┏━━

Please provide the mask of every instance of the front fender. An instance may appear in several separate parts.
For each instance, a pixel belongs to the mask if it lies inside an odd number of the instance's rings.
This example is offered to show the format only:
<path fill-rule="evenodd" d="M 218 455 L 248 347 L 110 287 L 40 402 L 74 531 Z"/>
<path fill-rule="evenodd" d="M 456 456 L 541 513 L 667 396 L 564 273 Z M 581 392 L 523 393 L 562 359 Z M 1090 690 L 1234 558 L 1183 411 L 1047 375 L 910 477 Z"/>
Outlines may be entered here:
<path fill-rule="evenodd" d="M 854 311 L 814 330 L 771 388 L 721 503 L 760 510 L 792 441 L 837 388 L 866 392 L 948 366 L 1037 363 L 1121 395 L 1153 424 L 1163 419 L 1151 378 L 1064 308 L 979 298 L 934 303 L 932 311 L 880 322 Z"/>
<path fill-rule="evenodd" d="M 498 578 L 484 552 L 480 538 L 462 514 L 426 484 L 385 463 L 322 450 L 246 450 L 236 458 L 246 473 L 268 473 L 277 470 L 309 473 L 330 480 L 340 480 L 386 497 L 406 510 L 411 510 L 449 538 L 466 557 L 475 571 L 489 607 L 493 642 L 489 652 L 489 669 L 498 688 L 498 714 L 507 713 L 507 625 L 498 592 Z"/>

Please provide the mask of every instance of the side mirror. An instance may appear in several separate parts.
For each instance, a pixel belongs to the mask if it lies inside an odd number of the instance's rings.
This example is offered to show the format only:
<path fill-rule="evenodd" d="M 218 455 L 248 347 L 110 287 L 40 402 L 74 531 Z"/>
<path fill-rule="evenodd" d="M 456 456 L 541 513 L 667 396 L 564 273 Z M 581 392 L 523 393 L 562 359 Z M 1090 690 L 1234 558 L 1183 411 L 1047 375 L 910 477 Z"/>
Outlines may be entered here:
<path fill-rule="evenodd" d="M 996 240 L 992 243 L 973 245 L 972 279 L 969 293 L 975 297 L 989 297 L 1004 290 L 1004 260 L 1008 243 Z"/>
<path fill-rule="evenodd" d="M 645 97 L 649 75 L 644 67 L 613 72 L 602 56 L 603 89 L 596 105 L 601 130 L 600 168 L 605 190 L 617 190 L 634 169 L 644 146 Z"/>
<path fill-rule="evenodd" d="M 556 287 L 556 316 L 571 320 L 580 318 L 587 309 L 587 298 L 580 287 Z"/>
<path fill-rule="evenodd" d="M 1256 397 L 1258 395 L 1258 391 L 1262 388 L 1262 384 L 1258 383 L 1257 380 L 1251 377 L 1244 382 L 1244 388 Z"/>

┗━━

A verbatim copy of the listing is to be returned in full.

Please provide the mask of every instance of the front fender. An instance may appear in several separate parts.
For each instance, a pixel belongs to the mask if it lies inside an odd number of the instance's rings.
This example is offered to show the format only:
<path fill-rule="evenodd" d="M 218 455 L 248 347 L 110 287 L 40 402 L 74 531 Z"/>
<path fill-rule="evenodd" d="M 456 456 L 541 513 L 667 396 L 564 273 Z M 581 392 L 523 393 L 562 359 Z M 1090 690 L 1234 558 L 1183 411 L 1047 375 L 910 477 Z"/>
Outlines may be entered here:
<path fill-rule="evenodd" d="M 854 311 L 814 330 L 771 388 L 721 503 L 760 510 L 792 441 L 837 388 L 866 392 L 948 366 L 1037 363 L 1121 395 L 1153 424 L 1163 419 L 1151 378 L 1064 308 L 979 298 L 934 303 L 932 311 L 880 322 Z"/>
<path fill-rule="evenodd" d="M 498 578 L 484 552 L 480 538 L 462 514 L 426 484 L 385 463 L 322 450 L 246 450 L 236 458 L 246 473 L 268 473 L 277 470 L 309 473 L 330 480 L 340 480 L 386 497 L 406 510 L 411 510 L 449 538 L 466 557 L 475 571 L 489 607 L 493 642 L 489 652 L 489 669 L 498 688 L 498 714 L 507 713 L 507 625 L 498 592 Z"/>

Please provide the mask of every instance of the side mirror. An instance may appear in several separate parts.
For each instance, a pixel belongs to the mask if it lies inside an odd number of the instance's rings.
This example is offered to show the format only:
<path fill-rule="evenodd" d="M 218 455 L 248 347 L 110 287 L 40 402 L 74 531 Z"/>
<path fill-rule="evenodd" d="M 456 456 L 541 513 L 667 396 L 564 273 Z M 581 392 L 523 393 L 562 359 Z M 1090 690 L 1234 558 L 1183 411 L 1047 375 L 910 477 Z"/>
Outlines may be entered here:
<path fill-rule="evenodd" d="M 996 240 L 992 243 L 973 245 L 972 279 L 969 293 L 975 297 L 989 297 L 1004 290 L 1004 260 L 1008 243 Z"/>
<path fill-rule="evenodd" d="M 645 97 L 649 75 L 644 67 L 613 72 L 602 56 L 603 89 L 596 105 L 601 130 L 600 168 L 605 190 L 617 190 L 634 169 L 644 146 Z"/>
<path fill-rule="evenodd" d="M 556 287 L 556 316 L 571 320 L 580 318 L 587 309 L 587 298 L 580 287 Z"/>
<path fill-rule="evenodd" d="M 1256 397 L 1258 395 L 1258 391 L 1262 388 L 1262 384 L 1258 383 L 1257 380 L 1251 377 L 1244 382 L 1244 388 Z"/>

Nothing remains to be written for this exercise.